In the material below, find every line containing the string "railing" and return it.
*** Block opens ***
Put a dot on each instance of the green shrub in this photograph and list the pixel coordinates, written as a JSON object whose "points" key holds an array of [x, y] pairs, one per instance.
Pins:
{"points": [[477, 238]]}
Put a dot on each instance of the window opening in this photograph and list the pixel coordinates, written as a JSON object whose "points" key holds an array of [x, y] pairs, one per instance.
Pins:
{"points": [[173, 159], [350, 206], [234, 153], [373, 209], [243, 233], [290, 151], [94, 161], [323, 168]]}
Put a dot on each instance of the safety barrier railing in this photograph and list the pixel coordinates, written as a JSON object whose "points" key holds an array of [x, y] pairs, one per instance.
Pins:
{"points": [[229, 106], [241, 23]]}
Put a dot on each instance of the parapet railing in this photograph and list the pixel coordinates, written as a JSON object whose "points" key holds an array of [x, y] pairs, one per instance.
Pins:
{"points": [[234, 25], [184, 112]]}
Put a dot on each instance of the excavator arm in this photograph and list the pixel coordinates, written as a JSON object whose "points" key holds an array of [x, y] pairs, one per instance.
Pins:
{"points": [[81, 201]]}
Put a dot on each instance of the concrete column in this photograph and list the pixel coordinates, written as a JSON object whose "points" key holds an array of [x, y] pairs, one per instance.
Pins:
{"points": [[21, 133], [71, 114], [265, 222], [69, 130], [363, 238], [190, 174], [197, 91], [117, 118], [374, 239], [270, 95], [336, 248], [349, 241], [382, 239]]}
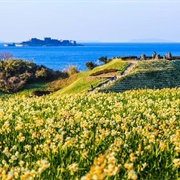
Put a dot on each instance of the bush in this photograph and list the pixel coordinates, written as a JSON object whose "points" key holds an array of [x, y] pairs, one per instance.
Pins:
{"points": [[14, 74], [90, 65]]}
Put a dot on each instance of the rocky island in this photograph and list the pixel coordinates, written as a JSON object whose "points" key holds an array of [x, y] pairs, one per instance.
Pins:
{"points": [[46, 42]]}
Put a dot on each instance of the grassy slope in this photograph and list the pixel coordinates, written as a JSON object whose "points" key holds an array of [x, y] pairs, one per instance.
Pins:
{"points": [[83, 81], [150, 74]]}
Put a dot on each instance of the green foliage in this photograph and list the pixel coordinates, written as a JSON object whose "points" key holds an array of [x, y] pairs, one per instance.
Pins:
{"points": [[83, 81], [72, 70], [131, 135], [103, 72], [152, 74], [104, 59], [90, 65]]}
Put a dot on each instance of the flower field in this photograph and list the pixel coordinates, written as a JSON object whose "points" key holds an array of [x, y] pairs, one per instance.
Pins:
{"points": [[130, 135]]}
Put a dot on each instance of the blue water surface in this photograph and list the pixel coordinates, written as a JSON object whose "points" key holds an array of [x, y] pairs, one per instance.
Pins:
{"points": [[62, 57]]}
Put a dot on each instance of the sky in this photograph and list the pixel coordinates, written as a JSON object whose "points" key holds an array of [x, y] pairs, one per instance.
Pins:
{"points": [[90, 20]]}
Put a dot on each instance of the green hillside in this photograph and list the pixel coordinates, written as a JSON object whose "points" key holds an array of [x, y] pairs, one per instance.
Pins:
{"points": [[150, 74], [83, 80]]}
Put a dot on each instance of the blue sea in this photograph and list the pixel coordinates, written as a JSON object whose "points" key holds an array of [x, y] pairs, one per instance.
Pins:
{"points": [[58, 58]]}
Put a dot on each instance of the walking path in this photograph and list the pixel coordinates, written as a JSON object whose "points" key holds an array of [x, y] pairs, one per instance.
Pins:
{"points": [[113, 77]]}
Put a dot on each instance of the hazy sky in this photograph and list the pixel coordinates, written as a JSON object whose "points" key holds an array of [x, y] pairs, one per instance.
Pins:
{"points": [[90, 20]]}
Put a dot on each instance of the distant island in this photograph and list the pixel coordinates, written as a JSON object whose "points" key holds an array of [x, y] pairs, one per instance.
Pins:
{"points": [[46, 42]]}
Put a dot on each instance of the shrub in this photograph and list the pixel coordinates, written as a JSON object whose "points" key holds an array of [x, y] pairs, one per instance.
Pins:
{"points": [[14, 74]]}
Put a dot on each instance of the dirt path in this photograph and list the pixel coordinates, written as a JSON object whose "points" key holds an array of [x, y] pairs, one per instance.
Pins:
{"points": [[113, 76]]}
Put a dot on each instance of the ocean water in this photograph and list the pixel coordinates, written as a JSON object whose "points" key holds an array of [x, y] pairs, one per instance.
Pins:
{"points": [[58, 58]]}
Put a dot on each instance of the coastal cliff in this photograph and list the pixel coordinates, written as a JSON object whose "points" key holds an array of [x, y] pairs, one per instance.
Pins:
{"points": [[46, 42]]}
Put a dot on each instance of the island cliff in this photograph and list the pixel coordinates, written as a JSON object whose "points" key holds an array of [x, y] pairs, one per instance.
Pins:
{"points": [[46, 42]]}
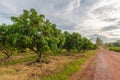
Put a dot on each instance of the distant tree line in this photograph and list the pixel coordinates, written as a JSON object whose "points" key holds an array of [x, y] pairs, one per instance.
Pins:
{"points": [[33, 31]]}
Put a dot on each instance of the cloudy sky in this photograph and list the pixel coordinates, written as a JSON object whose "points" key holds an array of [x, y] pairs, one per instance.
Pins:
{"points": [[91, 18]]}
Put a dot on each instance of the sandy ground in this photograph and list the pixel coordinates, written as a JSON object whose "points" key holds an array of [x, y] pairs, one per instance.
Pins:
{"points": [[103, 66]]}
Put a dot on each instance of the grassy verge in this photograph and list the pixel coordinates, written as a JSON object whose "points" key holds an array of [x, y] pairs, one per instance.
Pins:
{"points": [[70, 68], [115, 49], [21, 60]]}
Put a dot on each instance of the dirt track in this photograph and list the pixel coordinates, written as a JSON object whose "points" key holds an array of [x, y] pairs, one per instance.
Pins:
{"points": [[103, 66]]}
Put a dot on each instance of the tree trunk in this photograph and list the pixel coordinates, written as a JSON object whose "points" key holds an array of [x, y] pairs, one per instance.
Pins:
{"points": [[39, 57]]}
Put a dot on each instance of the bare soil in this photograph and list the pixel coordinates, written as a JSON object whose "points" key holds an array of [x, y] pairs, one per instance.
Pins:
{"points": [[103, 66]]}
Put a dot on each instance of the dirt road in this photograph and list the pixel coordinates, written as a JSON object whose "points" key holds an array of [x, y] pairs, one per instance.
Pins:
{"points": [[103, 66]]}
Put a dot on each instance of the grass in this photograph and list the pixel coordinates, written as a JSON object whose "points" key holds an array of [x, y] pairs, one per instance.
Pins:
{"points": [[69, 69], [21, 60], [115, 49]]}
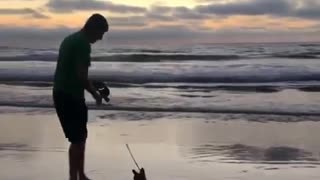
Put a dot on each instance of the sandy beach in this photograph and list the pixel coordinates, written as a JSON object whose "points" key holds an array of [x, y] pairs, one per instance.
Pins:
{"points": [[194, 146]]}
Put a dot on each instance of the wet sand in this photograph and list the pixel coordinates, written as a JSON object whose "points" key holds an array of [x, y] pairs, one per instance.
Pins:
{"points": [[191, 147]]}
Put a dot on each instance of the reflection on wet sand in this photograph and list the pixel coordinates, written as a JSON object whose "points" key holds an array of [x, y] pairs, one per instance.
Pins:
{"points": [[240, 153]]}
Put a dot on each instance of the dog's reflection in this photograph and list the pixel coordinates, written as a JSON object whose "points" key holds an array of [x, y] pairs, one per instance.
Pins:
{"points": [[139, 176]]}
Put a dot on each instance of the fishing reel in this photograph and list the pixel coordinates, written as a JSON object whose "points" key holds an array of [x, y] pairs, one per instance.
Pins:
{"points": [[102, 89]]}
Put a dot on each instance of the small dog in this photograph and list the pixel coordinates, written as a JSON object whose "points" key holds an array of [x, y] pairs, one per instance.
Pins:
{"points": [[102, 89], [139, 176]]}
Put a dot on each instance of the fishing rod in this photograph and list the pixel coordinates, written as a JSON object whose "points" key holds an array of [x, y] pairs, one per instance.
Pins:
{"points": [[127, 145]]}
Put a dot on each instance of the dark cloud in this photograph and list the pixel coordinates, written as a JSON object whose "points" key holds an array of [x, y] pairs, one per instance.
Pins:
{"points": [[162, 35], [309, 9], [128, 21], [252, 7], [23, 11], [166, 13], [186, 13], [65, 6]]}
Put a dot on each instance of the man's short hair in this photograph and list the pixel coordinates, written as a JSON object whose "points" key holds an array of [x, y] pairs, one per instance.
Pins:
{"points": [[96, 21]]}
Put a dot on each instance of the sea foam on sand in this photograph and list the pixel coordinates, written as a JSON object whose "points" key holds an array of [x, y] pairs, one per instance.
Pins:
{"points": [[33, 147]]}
*** Block closes ***
ANSWER AREA —
Put a dot on each instance of the safety barrier railing in this photograph and list the pixel coordinates, written as a JSON object whose "points" key holds an array of [x, y] pairs, one per instance.
Put a dot on each instance of the parapet railing in this photograph and list the pixel coordinates, written as a JSON object whose "points" key holds an array of [x, y] pairs, one per instance.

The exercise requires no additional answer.